(Work item) Copy each line in the data below that contains the word "vegetation".

Recorded data:
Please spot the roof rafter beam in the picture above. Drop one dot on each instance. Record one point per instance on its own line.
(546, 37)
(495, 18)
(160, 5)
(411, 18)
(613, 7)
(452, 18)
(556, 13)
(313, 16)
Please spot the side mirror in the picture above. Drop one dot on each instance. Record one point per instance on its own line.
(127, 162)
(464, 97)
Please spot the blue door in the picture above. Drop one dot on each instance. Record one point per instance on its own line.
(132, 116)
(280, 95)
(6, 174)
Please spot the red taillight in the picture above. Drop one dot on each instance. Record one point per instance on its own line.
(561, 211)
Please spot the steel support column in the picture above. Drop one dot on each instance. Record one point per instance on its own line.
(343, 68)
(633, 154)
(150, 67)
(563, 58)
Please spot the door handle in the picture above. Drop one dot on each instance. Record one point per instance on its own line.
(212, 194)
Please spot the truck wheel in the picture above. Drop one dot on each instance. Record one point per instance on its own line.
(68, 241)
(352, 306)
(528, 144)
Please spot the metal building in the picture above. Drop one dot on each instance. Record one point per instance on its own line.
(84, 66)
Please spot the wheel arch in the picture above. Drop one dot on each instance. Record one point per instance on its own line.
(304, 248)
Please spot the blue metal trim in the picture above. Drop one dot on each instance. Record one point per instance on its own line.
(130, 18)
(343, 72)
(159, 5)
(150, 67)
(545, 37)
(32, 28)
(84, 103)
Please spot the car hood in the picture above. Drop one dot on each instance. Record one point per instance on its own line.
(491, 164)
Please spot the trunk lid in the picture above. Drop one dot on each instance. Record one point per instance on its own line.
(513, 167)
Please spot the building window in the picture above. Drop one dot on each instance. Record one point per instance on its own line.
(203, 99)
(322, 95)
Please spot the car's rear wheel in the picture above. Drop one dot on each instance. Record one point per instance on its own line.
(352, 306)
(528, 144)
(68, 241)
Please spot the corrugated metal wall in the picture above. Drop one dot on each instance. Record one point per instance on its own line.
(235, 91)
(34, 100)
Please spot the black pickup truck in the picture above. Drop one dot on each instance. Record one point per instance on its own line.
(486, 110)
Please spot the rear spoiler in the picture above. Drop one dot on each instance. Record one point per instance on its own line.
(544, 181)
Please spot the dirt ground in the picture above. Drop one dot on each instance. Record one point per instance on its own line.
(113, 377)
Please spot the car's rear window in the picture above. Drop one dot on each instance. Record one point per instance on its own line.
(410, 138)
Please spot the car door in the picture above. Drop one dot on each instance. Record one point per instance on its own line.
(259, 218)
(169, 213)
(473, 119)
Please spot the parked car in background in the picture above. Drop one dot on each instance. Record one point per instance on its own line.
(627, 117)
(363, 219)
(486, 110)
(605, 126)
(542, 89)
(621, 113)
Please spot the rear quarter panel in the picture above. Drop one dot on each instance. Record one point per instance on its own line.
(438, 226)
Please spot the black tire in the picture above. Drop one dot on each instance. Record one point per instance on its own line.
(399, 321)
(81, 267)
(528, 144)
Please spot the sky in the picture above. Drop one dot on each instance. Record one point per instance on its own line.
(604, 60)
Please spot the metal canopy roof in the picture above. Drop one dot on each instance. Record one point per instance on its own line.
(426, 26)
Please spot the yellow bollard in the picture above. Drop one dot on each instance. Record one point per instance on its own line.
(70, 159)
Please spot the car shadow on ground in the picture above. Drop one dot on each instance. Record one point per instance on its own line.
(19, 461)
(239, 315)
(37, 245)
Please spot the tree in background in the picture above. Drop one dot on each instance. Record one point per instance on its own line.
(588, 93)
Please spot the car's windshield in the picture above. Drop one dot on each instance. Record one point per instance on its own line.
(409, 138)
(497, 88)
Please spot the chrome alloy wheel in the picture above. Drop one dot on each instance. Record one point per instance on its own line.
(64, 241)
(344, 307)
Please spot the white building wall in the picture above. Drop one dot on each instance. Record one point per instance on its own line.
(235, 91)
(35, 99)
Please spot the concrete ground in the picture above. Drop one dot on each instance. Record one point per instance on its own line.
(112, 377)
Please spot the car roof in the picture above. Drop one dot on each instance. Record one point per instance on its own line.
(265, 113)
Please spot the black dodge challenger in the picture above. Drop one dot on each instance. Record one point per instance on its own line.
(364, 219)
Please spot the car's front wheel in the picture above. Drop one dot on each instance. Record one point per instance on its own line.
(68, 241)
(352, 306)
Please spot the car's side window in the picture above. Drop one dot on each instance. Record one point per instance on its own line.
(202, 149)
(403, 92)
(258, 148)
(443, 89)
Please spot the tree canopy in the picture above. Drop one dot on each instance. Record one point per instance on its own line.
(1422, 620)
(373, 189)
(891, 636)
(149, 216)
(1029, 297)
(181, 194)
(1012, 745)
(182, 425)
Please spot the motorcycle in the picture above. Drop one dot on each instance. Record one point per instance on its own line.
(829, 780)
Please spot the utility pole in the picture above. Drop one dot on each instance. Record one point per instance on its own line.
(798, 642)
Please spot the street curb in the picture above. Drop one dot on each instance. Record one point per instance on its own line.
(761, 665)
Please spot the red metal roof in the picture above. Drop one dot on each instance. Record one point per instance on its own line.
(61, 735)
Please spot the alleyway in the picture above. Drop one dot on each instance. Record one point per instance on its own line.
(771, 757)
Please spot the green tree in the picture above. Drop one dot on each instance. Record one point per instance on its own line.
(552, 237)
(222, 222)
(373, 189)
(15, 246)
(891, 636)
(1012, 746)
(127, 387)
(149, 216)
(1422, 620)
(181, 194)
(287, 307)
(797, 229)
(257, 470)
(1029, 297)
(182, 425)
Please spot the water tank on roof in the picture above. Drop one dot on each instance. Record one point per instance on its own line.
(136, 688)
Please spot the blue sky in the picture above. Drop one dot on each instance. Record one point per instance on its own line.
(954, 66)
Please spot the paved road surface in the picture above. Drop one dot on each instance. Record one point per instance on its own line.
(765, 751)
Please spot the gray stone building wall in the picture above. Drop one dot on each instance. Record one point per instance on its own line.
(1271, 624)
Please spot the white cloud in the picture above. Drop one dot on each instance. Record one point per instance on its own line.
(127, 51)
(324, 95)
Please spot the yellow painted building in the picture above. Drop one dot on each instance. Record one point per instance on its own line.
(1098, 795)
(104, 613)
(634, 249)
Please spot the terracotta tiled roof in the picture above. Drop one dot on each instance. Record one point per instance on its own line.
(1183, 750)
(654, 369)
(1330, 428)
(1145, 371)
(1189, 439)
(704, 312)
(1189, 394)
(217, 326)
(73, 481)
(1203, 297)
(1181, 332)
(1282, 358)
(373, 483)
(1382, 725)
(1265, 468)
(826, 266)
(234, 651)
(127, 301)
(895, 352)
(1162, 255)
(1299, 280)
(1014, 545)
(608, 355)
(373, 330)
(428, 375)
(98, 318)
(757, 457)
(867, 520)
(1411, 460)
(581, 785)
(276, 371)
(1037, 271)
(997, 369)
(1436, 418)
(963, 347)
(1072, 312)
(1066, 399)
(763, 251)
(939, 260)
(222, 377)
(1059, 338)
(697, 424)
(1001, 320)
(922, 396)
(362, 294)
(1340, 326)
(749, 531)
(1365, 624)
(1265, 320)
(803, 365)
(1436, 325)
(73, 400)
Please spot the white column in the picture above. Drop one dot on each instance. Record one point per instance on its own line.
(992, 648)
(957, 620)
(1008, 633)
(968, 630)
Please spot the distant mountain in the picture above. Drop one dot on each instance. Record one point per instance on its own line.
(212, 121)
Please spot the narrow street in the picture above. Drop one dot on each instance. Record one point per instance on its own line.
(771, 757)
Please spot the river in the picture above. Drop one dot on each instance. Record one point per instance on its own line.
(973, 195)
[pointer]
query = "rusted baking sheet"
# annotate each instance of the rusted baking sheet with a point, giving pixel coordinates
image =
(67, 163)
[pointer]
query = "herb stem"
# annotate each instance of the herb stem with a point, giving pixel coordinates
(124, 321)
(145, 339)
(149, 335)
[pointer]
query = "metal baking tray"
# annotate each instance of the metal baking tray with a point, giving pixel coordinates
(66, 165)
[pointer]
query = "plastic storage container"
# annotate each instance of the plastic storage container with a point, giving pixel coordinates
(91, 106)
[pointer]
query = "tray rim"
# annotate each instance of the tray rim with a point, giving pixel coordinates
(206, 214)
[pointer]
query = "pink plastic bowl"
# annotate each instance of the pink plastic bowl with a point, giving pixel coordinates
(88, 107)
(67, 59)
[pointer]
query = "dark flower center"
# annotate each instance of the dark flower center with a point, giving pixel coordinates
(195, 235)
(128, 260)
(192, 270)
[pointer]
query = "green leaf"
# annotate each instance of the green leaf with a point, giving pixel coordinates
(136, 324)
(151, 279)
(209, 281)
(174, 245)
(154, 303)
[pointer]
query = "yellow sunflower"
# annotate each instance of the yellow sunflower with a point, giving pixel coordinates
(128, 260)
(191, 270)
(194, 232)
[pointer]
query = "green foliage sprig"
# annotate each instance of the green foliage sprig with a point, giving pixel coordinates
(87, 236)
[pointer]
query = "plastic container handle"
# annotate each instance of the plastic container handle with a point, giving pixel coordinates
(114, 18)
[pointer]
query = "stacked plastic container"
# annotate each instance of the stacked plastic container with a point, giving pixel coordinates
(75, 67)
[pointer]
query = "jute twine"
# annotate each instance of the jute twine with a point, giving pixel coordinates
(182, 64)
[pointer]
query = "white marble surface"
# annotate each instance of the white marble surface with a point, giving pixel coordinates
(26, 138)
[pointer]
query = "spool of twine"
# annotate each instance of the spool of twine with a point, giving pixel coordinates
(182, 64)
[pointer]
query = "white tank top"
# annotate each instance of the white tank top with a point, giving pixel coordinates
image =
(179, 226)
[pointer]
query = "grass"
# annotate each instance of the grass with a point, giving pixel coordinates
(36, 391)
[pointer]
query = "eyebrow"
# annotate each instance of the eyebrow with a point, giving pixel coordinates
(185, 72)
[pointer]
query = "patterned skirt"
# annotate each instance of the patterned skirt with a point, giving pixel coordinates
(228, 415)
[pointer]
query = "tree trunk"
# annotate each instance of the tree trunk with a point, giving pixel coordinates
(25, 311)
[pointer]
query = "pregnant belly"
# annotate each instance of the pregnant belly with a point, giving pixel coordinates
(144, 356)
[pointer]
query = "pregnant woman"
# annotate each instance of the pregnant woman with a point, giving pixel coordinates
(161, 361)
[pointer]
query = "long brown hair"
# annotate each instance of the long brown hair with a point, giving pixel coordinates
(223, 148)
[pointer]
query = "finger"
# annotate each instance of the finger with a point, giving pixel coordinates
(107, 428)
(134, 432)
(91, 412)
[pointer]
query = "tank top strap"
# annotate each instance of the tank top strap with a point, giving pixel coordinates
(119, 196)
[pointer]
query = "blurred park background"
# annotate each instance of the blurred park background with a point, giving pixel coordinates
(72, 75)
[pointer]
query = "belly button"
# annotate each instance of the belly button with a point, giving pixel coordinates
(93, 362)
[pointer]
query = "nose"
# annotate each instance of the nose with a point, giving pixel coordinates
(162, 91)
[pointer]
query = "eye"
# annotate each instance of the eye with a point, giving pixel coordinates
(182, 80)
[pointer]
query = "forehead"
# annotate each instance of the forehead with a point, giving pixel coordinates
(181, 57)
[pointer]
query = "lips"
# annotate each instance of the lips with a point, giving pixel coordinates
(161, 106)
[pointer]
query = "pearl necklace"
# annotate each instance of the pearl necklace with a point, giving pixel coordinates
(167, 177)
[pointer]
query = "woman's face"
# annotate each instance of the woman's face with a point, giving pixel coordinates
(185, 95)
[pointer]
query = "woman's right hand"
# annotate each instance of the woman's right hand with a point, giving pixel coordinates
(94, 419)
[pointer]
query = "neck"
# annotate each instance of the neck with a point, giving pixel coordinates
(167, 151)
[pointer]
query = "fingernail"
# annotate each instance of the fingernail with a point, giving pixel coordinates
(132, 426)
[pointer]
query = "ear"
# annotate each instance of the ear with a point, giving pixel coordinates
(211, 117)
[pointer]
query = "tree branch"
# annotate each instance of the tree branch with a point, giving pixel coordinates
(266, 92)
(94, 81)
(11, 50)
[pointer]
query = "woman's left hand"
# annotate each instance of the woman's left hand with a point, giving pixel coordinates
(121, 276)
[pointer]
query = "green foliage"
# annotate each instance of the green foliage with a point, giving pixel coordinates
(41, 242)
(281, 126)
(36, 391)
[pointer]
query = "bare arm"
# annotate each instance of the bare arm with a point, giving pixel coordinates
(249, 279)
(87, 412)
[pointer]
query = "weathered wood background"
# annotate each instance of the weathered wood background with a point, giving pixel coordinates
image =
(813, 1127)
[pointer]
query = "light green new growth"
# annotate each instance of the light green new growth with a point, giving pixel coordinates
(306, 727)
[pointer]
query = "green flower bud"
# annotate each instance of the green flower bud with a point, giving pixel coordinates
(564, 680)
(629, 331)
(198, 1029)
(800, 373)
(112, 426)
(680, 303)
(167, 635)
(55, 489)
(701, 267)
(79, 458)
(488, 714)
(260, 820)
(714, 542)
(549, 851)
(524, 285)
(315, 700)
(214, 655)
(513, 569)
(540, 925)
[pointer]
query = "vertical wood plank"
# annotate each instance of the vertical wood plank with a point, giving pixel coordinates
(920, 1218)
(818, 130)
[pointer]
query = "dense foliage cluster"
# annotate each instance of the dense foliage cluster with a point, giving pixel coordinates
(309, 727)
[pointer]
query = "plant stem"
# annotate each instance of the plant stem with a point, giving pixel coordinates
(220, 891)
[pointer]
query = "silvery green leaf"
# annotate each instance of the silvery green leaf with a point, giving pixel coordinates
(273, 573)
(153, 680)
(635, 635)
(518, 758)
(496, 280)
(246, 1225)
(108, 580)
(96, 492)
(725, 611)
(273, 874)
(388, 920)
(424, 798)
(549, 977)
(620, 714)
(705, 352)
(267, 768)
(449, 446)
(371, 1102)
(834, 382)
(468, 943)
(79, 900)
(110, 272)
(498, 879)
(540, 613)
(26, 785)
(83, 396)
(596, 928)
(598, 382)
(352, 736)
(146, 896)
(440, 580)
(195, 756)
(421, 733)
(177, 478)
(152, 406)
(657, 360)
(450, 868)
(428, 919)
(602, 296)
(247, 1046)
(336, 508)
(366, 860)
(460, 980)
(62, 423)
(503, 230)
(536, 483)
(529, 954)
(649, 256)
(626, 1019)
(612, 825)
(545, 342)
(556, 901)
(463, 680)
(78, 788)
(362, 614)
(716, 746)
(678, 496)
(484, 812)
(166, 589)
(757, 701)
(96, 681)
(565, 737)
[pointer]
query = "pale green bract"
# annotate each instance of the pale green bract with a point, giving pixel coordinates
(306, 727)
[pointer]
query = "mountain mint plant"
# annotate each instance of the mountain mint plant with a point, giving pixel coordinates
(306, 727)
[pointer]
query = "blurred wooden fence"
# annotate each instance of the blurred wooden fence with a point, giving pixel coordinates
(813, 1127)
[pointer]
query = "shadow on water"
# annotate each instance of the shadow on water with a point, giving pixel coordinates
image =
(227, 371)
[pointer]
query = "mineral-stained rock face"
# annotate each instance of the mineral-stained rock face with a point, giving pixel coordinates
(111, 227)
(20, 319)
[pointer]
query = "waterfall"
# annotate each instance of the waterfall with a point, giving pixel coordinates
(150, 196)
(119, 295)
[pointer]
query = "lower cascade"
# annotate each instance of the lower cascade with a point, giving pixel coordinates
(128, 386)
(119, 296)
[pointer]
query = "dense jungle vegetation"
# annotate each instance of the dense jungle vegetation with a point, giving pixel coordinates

(Task answer)
query = "dense jungle vegetation"
# annotate each instance of the dense jungle vegetation with a point, giving pixel coordinates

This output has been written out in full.